▶ **Set task 1**: In the division algorithm text, what value should be returned when the dividend is INT_MIN and the divisor is -1?

Division without multiplication/division: use bit-shifting to implement exponential doubling. Find the largest multiple of divisor (as a power of 2) that fits in dividend, subtract it, record the multiple, and repeat. This achieves O(log^2 n) instead of O(n) for repeated subtraction.

Algorithm

  1. 1Handle overflow: if dividend == INT_MIN and divisor == -1, return INT_MAX.
  2. 2Track sign: result is negative if exactly one of dividend/divisor is negative. Work with absolute values.
  3. 3While |dividend| >= |divisor|: double divisor (shift left) and double count (1 << shift) until it overshoots. Back off one step. Subtract from dividend, add count to result.
  4. 4Repeat until dividend < divisor.
  5. 5Apply sign and return.

Example Walkthrough

Input: dividend = 10, divisor = 3

  1. 1.Both positive. |10| >= |3|: 3<<1=6 fits, 6<<1=12 > 10. Back off: subtract 6, result=2. Remaining=4.
  2. 2.|4| >= |3|: 3<<1=6 > 4. Subtract 3, result=3. Remaining=1.
  3. 3.|1| < |3|. Done. result=3.

Output: 3

Common Pitfalls

  • Must handle INT_MIN / -1 = INT_MAX overflow separately.
  • Use long arithmetic for intermediate values to avoid overflow during doubling.
29.cs
C#
// Approach: Repeated doubling (bit-shift) to avoid the division operator.
// For each step, find the largest multiple of divisor (= divisor << k) that fits in the remaining dividend.

(Picture shape labeling items)
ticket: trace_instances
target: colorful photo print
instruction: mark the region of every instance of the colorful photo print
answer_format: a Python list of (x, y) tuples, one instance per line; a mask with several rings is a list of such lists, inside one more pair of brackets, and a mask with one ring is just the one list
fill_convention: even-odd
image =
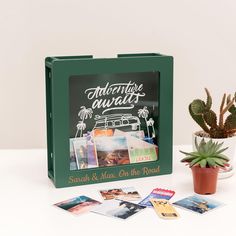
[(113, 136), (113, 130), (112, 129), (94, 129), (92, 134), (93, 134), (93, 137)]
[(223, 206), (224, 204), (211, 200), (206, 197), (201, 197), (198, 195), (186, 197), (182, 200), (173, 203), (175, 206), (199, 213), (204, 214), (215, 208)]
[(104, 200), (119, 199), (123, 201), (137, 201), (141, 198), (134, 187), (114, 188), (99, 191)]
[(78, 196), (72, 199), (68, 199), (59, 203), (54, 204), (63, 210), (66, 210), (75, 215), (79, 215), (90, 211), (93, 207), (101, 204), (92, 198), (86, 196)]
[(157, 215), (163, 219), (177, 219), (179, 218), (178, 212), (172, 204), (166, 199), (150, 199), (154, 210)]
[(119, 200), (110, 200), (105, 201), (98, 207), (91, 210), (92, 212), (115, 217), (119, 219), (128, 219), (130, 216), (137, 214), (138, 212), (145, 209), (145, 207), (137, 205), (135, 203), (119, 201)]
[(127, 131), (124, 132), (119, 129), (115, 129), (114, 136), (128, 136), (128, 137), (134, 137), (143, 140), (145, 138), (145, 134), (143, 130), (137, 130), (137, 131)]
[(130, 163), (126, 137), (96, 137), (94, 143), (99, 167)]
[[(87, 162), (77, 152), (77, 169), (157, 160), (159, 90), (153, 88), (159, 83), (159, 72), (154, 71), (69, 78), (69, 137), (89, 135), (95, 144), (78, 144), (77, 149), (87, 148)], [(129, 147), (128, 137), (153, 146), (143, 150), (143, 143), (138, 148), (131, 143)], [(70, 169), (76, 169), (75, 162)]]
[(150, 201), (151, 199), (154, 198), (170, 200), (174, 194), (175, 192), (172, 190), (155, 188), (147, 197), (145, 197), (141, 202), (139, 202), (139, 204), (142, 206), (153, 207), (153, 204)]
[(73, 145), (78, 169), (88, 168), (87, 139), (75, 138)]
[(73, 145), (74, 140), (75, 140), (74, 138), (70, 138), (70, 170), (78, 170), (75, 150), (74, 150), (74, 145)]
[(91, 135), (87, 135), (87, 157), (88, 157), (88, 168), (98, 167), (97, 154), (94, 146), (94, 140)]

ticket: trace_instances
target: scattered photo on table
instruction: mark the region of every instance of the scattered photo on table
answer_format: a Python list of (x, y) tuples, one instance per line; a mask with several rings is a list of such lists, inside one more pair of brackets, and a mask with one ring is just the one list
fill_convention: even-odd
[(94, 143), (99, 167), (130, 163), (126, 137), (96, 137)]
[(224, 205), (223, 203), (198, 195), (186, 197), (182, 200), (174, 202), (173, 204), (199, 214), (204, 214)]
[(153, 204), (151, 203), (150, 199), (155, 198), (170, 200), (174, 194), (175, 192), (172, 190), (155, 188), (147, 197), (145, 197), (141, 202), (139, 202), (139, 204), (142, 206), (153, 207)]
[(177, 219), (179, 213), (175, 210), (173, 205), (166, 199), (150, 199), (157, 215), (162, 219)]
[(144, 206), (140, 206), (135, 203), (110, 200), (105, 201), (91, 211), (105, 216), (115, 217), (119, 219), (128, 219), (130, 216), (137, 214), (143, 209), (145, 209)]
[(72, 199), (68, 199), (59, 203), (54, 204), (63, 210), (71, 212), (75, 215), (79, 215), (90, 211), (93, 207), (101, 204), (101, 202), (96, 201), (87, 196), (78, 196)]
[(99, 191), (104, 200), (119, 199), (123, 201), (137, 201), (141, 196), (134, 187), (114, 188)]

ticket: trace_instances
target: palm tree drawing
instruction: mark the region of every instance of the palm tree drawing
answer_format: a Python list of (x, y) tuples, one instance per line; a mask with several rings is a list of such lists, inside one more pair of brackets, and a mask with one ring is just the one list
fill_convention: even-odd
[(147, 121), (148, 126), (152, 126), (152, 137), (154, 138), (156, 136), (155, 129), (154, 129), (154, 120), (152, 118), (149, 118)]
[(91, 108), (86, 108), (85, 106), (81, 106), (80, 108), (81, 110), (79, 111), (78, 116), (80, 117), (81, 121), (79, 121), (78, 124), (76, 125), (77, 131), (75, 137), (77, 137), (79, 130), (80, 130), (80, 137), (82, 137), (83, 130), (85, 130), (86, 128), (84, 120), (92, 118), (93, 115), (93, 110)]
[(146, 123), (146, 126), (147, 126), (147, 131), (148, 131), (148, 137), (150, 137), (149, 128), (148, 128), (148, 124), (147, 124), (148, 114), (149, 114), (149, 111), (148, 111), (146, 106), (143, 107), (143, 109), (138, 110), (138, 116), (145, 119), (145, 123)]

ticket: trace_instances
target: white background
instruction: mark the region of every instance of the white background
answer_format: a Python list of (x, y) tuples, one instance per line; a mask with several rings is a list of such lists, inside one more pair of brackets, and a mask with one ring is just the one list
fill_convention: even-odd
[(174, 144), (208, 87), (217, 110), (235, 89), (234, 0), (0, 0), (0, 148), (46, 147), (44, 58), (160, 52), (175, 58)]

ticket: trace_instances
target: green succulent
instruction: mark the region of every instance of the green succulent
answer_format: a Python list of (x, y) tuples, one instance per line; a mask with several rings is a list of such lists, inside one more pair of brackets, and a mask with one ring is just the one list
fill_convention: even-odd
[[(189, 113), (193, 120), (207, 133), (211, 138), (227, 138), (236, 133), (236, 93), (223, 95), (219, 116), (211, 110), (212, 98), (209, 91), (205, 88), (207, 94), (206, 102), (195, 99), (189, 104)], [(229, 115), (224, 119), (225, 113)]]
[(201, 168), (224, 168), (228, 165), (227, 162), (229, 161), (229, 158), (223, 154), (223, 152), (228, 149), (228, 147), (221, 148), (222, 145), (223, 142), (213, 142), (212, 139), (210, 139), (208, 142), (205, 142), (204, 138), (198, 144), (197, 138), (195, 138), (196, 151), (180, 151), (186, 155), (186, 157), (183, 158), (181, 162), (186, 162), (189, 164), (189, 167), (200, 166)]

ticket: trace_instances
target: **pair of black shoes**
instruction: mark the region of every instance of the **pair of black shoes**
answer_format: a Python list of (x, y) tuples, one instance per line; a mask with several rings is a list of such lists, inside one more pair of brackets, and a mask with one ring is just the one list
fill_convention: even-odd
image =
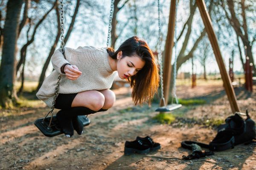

▶ **Set task 2**: How many lines in the records contain the word "colorful"? Reply with the number only.

▶ **Exercise result 1**: INT_MAX

▶ **Exercise result 2**: 2